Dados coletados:
/---

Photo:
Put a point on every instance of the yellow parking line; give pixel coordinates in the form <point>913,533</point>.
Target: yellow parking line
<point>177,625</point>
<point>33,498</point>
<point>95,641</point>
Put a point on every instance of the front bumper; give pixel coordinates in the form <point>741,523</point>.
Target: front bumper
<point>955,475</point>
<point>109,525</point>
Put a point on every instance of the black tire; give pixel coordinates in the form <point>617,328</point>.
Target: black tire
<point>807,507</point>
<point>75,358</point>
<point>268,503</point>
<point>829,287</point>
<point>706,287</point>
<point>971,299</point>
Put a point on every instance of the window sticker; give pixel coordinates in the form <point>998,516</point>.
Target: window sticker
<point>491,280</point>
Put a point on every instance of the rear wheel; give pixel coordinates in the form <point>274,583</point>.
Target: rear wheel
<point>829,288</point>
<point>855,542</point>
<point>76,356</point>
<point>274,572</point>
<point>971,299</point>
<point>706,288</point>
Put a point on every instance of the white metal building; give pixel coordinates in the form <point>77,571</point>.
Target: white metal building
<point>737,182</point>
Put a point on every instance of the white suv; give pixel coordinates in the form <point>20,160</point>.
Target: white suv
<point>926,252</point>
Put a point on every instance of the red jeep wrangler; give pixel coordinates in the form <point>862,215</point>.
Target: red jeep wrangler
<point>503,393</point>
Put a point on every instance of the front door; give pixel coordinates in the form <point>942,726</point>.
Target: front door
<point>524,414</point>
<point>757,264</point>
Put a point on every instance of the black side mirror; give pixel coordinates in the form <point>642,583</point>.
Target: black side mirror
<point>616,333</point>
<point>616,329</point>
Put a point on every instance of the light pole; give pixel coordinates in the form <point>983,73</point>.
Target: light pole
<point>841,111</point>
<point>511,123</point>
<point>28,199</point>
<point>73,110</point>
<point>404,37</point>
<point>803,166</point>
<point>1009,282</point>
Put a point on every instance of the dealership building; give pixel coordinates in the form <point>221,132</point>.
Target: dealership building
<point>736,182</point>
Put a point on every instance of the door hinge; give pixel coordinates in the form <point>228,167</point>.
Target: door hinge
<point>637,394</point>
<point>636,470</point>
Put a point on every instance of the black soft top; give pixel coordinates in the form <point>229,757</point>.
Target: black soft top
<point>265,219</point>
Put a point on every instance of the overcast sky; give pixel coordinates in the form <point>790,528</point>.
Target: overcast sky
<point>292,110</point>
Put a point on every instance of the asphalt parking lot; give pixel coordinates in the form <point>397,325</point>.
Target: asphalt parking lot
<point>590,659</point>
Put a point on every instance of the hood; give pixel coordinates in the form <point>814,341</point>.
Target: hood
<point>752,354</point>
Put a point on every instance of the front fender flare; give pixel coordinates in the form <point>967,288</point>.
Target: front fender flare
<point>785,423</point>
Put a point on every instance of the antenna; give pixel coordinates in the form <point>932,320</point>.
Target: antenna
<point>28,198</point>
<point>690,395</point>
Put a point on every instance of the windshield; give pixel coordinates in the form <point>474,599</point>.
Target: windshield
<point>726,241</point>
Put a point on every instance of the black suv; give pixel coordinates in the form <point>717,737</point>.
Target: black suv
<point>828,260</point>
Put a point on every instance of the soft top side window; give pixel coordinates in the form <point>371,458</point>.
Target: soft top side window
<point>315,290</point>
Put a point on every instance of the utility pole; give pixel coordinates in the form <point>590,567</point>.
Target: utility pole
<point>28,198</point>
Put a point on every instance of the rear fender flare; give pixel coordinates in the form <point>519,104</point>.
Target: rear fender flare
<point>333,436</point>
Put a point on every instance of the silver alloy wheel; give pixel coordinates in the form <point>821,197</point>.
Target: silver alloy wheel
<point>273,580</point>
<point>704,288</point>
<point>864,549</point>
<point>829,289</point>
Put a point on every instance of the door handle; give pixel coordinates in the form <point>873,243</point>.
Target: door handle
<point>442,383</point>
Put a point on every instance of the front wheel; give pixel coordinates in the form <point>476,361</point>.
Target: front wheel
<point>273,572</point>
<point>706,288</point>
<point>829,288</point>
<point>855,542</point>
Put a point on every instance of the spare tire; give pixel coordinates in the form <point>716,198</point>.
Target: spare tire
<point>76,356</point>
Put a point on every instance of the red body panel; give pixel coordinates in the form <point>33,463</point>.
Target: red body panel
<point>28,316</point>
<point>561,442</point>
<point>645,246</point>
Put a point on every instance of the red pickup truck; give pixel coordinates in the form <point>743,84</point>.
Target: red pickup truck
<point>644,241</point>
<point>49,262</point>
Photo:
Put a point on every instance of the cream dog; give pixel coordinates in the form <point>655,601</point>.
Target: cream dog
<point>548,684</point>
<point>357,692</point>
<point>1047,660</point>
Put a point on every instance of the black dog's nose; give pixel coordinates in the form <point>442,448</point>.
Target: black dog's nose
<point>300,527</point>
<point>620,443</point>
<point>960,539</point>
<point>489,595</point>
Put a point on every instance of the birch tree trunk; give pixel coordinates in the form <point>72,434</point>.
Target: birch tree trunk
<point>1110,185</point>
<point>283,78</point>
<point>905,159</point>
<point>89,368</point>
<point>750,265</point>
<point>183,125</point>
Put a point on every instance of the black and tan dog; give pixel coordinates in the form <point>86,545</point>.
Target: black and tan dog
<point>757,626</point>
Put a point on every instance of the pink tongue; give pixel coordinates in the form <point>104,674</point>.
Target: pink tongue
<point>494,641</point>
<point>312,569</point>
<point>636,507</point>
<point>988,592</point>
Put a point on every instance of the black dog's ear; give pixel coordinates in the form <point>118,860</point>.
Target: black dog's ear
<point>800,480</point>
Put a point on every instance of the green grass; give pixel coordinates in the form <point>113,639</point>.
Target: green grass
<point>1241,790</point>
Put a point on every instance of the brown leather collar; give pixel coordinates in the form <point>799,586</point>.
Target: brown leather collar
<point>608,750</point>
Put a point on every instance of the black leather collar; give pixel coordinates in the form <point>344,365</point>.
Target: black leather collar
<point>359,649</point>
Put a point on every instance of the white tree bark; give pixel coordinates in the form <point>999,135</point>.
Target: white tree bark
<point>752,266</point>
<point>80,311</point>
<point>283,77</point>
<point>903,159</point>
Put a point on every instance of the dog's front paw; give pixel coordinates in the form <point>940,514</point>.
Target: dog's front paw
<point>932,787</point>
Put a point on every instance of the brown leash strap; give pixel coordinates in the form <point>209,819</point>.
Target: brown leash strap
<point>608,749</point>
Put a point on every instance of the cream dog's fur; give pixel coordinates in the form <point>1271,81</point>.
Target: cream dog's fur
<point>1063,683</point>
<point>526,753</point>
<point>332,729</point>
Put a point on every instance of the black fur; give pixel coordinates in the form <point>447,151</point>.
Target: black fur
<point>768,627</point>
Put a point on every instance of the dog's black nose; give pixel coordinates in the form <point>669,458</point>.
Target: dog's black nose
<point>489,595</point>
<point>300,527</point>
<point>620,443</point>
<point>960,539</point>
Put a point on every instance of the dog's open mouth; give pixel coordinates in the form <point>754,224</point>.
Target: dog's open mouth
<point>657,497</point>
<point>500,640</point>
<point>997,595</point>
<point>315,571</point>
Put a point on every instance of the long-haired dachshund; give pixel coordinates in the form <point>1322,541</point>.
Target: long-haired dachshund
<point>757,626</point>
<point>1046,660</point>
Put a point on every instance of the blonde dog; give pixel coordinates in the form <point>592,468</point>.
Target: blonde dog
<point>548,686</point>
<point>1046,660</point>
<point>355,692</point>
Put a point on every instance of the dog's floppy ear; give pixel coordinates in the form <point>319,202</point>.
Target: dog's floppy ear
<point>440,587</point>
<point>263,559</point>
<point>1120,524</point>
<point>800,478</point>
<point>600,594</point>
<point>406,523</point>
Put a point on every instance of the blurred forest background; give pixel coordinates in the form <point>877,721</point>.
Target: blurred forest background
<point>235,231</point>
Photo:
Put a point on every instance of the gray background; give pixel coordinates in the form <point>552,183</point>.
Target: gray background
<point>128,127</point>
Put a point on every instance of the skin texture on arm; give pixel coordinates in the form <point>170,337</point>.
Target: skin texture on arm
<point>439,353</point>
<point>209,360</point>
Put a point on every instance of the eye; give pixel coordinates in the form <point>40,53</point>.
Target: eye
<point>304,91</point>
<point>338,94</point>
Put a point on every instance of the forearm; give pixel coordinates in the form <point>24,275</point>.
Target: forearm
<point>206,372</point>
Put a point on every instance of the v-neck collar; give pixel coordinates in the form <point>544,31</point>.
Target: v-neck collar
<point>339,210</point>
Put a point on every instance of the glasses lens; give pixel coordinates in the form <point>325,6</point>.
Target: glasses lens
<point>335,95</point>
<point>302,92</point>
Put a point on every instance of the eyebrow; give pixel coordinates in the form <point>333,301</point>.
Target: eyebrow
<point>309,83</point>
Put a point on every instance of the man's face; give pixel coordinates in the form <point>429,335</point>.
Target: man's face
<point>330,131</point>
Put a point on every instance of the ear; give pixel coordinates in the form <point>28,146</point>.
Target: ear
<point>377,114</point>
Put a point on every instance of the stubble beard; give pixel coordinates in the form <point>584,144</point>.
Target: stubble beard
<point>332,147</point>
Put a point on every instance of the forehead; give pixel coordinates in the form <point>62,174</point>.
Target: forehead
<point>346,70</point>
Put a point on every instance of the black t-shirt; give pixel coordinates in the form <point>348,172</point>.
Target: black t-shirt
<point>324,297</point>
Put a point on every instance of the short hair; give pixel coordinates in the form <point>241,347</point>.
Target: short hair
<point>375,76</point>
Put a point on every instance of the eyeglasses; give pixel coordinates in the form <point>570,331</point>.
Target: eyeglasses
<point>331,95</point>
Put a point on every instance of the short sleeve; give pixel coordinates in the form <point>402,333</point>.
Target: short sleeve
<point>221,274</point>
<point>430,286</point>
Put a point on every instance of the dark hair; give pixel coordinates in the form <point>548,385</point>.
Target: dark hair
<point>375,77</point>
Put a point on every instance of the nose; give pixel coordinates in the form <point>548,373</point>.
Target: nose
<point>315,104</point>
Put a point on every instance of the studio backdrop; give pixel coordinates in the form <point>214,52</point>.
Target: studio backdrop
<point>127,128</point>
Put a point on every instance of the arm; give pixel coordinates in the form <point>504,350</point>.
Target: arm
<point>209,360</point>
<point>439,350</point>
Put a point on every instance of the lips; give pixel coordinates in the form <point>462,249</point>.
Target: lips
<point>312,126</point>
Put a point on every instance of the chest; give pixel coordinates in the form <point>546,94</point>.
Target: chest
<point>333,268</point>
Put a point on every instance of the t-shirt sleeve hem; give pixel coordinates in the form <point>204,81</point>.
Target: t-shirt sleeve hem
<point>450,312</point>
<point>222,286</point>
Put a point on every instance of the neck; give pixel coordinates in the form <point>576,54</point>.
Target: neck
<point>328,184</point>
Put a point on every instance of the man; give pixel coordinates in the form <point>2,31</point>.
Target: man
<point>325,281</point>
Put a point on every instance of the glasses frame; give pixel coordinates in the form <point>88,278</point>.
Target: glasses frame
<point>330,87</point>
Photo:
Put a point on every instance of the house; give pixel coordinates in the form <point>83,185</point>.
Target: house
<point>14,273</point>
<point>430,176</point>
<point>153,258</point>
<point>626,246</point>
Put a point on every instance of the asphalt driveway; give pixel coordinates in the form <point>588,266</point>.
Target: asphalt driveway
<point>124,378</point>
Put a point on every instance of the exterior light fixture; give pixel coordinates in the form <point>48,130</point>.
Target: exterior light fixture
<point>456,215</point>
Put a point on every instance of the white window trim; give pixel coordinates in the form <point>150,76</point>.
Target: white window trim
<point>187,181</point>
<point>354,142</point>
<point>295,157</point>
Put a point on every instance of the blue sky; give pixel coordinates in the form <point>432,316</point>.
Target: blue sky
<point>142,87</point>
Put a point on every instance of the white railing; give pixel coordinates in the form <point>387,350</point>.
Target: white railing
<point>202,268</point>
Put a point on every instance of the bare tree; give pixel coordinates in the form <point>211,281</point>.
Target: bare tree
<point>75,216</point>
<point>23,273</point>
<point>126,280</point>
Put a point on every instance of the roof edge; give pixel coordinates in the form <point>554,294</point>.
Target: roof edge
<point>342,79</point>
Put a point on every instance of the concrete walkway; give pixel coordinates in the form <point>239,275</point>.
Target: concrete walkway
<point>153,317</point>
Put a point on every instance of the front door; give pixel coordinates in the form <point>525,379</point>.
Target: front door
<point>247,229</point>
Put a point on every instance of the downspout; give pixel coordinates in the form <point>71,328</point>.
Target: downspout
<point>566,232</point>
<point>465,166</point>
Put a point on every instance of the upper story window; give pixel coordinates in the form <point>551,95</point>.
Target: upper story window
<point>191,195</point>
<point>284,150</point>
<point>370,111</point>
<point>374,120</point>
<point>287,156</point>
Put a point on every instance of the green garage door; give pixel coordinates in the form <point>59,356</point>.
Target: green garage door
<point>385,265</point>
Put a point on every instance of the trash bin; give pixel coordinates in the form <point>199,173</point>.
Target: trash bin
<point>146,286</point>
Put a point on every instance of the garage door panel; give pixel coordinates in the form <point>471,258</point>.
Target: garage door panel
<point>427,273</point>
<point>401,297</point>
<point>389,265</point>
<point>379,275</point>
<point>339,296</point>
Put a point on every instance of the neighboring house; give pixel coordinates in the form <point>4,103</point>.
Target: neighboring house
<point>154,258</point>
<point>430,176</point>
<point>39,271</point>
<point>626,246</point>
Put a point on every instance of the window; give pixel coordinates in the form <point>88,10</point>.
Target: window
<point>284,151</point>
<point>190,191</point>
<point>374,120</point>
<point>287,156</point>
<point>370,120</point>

\---

Tarefa do exercício
Atualize as linhas que começam na linha com "Put a point on every instance of the black fur;" e seguem até a linha com "<point>128,127</point>", incluindo as duas. Troque "blonde dog" por "golden dog" e mantenha todo o resto igual.

Resultado do exercício
Put a point on every instance of the black fur; give pixel coordinates in the form <point>447,151</point>.
Target: black fur
<point>768,627</point>
Put a point on every instance of the dog's black nose; give pixel coordinates in the form <point>669,458</point>.
Target: dog's black nose
<point>489,595</point>
<point>300,527</point>
<point>620,443</point>
<point>960,539</point>
Put a point on every instance of the dog's open mouth; give pixel coordinates in the form <point>754,224</point>.
Target: dog's open mouth
<point>657,497</point>
<point>500,640</point>
<point>997,595</point>
<point>315,571</point>
Put a point on every instance of the long-haired dachshund; give pixel coordinates in the form <point>1322,541</point>.
Target: long-haired dachshund
<point>757,626</point>
<point>1046,660</point>
Put a point on every instance of the golden dog; give pixel coordinates in the form <point>592,468</point>.
Target: golden dog
<point>548,686</point>
<point>1046,660</point>
<point>355,692</point>
Put a point on every instance of the dog's floppy ear; give pixel coordinates in the form <point>319,202</point>.
Target: dog's floppy ear
<point>440,587</point>
<point>263,559</point>
<point>1120,524</point>
<point>800,478</point>
<point>600,594</point>
<point>406,523</point>
Put a point on every instance of the blurred forest background; give pixel coordinates in the form <point>877,721</point>.
Target: blurred forest background
<point>235,231</point>
Photo:
Put a point on every instance of the gray background; give pixel coordinates in the form <point>552,183</point>.
Target: gray background
<point>128,127</point>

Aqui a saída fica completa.